▶ _Task description_:
Pull out each line in the records below that contains the string "comma", and list those lines in their original order.

▶ _Data extract_:
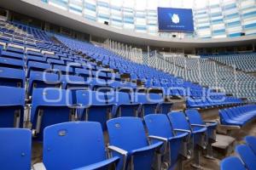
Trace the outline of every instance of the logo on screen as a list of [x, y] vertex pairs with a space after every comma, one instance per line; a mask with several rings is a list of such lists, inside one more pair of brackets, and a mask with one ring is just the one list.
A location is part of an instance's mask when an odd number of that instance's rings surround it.
[[172, 21], [174, 24], [178, 24], [178, 23], [179, 23], [179, 17], [178, 17], [178, 14], [173, 14], [172, 16]]

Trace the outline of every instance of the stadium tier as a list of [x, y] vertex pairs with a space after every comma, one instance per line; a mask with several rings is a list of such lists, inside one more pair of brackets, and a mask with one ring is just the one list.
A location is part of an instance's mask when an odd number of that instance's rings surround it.
[[224, 65], [235, 67], [245, 72], [255, 72], [256, 57], [255, 54], [240, 54], [232, 55], [218, 55], [211, 57]]
[[256, 169], [254, 0], [1, 0], [1, 170]]

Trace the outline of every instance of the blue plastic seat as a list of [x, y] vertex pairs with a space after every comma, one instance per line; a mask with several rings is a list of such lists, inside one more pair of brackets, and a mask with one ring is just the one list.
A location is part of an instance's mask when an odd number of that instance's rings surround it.
[[212, 139], [212, 142], [215, 142], [216, 134], [215, 130], [218, 125], [218, 122], [212, 121], [203, 121], [200, 113], [197, 110], [190, 109], [186, 110], [185, 111], [189, 122], [191, 123], [193, 130], [200, 130], [202, 128], [207, 128], [207, 138]]
[[24, 88], [25, 82], [25, 71], [8, 67], [0, 67], [0, 86]]
[[11, 51], [2, 51], [1, 55], [6, 58], [16, 59], [16, 60], [24, 60], [24, 54], [20, 53], [14, 53]]
[[168, 117], [177, 134], [189, 133], [190, 144], [189, 147], [193, 147], [195, 152], [193, 166], [200, 167], [200, 150], [206, 149], [207, 145], [207, 128], [205, 126], [196, 126], [196, 128], [194, 126], [191, 127], [183, 111], [172, 111], [168, 114]]
[[92, 76], [92, 71], [91, 70], [75, 68], [75, 73], [78, 76], [84, 77], [85, 79], [87, 79], [88, 77]]
[[[137, 117], [119, 117], [108, 121], [109, 149], [119, 156], [125, 169], [151, 169], [156, 150], [162, 142], [149, 144], [143, 123]], [[116, 150], [117, 148], [120, 150]], [[118, 150], [123, 150], [121, 153]], [[125, 163], [126, 162], [126, 163]]]
[[108, 92], [107, 99], [109, 104], [114, 105], [113, 116], [137, 116], [140, 105], [131, 103], [129, 94], [124, 92]]
[[148, 114], [158, 113], [163, 102], [162, 97], [157, 94], [137, 93], [135, 97], [135, 100], [142, 105], [142, 117]]
[[0, 57], [0, 66], [23, 70], [25, 63], [24, 60], [20, 60]]
[[0, 128], [0, 169], [31, 170], [32, 132], [26, 128]]
[[144, 121], [148, 128], [148, 137], [156, 141], [165, 143], [166, 153], [164, 154], [169, 153], [167, 156], [167, 162], [170, 165], [169, 168], [172, 168], [177, 165], [179, 156], [188, 157], [188, 150], [183, 148], [183, 143], [186, 142], [189, 133], [175, 135], [167, 116], [164, 114], [147, 115], [144, 116]]
[[108, 159], [101, 124], [64, 122], [44, 132], [43, 162], [48, 170], [108, 169], [119, 157]]
[[30, 71], [44, 71], [51, 70], [51, 65], [49, 63], [42, 63], [38, 61], [28, 61], [27, 63], [27, 75], [30, 75]]
[[90, 86], [89, 84], [85, 83], [84, 77], [78, 76], [61, 75], [61, 82], [62, 83], [62, 88], [64, 89], [76, 88], [88, 88]]
[[226, 157], [220, 162], [220, 170], [246, 170], [243, 163], [236, 156]]
[[245, 141], [247, 144], [250, 146], [254, 154], [256, 155], [256, 137], [255, 136], [246, 136]]
[[256, 167], [256, 155], [253, 150], [246, 145], [240, 144], [236, 147], [236, 152], [239, 154], [241, 159], [245, 163], [248, 170], [254, 170]]
[[43, 56], [29, 54], [29, 55], [26, 55], [26, 63], [28, 63], [29, 61], [46, 63], [46, 59]]
[[59, 76], [52, 72], [32, 71], [28, 80], [28, 95], [32, 94], [34, 88], [60, 88]]
[[61, 72], [63, 75], [73, 75], [73, 68], [70, 66], [65, 66], [61, 65], [54, 65], [53, 70], [56, 72]]
[[35, 88], [32, 98], [31, 122], [38, 140], [43, 139], [45, 127], [74, 121], [75, 106], [69, 90]]
[[47, 58], [47, 62], [51, 64], [52, 65], [65, 65], [65, 62], [60, 60], [56, 60], [56, 59], [51, 59], [51, 58]]
[[22, 128], [25, 89], [0, 86], [0, 128]]
[[112, 104], [106, 103], [104, 93], [91, 90], [78, 90], [76, 103], [79, 120], [97, 122], [106, 129], [106, 122], [111, 117]]

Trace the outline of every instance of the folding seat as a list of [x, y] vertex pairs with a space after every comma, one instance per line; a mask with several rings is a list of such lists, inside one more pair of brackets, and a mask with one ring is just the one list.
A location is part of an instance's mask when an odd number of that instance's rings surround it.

▶ _Reply_:
Trace the outline of every instance of the logo on screen as a list of [x, y] vertex pairs with a space after every comma, one instance per line; a mask with several rings is a list of such lists, inside one more pair of brackets, and a mask with one ring is just the one list.
Trace the outline of every instance of the stadium tier as a list of [x, y] vertex pairs with a space after every comma, one instance per line; a mask with several rings is a list of such lists, inside one more pair of brackets, and a mask with one ring is just the one list.
Trace the outline of every instance of the blue plastic seat as a list of [x, y] vertex pairs with a space after every comma, one instance per line; a mask with several rings is a list of such lists, inside one more pair of brackets, and a mask with one ring is just the one list.
Trace the outline of every instance of the folding seat as a list of [x, y] vertex pairs with a space after every comma, one instance per line; a mask with several rings is a list of such lists, inside one more pair of brackets, and a mask with one ring is just the one list.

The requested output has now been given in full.